Collected data entries:
"""
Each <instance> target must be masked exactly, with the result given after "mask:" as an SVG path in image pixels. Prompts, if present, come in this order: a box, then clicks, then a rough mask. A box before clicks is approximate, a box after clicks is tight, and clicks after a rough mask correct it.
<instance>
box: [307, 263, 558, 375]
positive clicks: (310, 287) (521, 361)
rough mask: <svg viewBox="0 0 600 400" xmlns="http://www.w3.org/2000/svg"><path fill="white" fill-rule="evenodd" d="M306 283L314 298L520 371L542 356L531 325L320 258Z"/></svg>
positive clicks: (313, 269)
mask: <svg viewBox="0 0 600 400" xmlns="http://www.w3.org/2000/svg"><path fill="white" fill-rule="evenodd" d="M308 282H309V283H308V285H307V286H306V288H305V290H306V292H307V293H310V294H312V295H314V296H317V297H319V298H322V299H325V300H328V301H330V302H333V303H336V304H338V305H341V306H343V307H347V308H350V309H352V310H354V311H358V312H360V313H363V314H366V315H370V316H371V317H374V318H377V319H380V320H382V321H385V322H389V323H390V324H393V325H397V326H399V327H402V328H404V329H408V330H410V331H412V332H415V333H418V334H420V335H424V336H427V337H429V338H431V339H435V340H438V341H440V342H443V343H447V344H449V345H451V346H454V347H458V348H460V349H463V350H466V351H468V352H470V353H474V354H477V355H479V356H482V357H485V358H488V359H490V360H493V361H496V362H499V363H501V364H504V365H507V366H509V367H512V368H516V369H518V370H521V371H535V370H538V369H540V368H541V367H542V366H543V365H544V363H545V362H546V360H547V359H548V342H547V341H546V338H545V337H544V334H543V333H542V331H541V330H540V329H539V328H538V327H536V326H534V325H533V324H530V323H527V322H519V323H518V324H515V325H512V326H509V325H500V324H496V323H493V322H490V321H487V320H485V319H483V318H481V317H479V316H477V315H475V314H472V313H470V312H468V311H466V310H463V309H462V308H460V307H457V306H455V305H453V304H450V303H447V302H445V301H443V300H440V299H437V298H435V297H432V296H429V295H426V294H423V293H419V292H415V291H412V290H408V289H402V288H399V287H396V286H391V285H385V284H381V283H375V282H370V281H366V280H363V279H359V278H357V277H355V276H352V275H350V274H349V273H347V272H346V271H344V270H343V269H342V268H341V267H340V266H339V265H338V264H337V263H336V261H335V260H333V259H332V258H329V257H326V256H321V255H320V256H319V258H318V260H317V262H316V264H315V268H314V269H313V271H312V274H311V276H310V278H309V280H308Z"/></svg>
"""
[What you have to do] Reproduce all of the lines above verbatim, with no changes of any kind.

[Answer to this problem]
Each <instance> target must be masked exactly, with the result given after "mask:" as an SVG path in image pixels. Prompts, if present, come in this order: a box, then clicks, then a rough mask. A box before clicks is approximate, a box after clicks is tight, and clicks after a rough mask correct it.
<instance>
box: [307, 263, 558, 375]
positive clicks: (310, 287) (521, 361)
rough mask: <svg viewBox="0 0 600 400" xmlns="http://www.w3.org/2000/svg"><path fill="white" fill-rule="evenodd" d="M306 283L314 298L520 371L542 356L531 325L320 258Z"/></svg>
positive clicks: (313, 269)
mask: <svg viewBox="0 0 600 400" xmlns="http://www.w3.org/2000/svg"><path fill="white" fill-rule="evenodd" d="M308 282H309V283H308V285H307V286H306V288H305V290H306V292H307V293H310V294H312V295H314V296H317V297H319V298H322V299H325V300H328V301H330V302H333V303H336V304H338V305H341V306H343V307H347V308H350V309H352V310H354V311H358V312H360V313H363V314H366V315H370V316H371V317H374V318H377V319H380V320H382V321H385V322H389V323H390V324H393V325H397V326H399V327H402V328H404V329H408V330H410V331H412V332H415V333H418V334H420V335H424V336H427V337H429V338H431V339H435V340H438V341H440V342H443V343H447V344H449V345H451V346H454V347H458V348H460V349H463V350H466V351H468V352H470V353H474V354H477V355H479V356H482V357H485V358H488V359H490V360H493V361H496V362H499V363H501V364H504V365H507V366H509V367H512V368H516V369H518V370H521V371H535V370H538V369H540V368H541V367H542V366H543V365H544V363H545V362H546V360H547V359H548V342H547V341H546V338H545V337H544V334H543V333H542V331H541V330H540V329H539V328H538V327H536V326H534V325H533V324H530V323H527V322H519V323H518V324H515V325H512V326H509V325H500V324H496V323H493V322H490V321H487V320H485V319H483V318H481V317H479V316H477V315H475V314H472V313H470V312H468V311H466V310H463V309H462V308H460V307H457V306H455V305H453V304H450V303H447V302H445V301H443V300H440V299H437V298H435V297H432V296H429V295H426V294H423V293H419V292H415V291H412V290H408V289H402V288H399V287H396V286H391V285H385V284H381V283H375V282H370V281H366V280H363V279H359V278H357V277H355V276H352V275H350V274H349V273H347V272H346V271H344V270H343V269H342V268H341V267H340V266H339V265H338V264H337V263H336V261H335V260H333V259H332V258H329V257H326V256H321V255H320V256H319V258H318V260H317V262H316V264H315V268H314V269H313V271H312V274H311V276H310V278H309V280H308Z"/></svg>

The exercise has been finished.